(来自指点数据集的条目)
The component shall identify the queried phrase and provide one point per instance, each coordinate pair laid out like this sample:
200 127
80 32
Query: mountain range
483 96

任务要求
能否把全部数据中的“mountain range”换成“river valley”，其余内容一字不改，再把这些行写一遍？

参考答案
The component shall identify the queried phrase and provide one point per instance, each coordinate pair laid out like this sample:
200 127
80 32
Query: river valley
483 96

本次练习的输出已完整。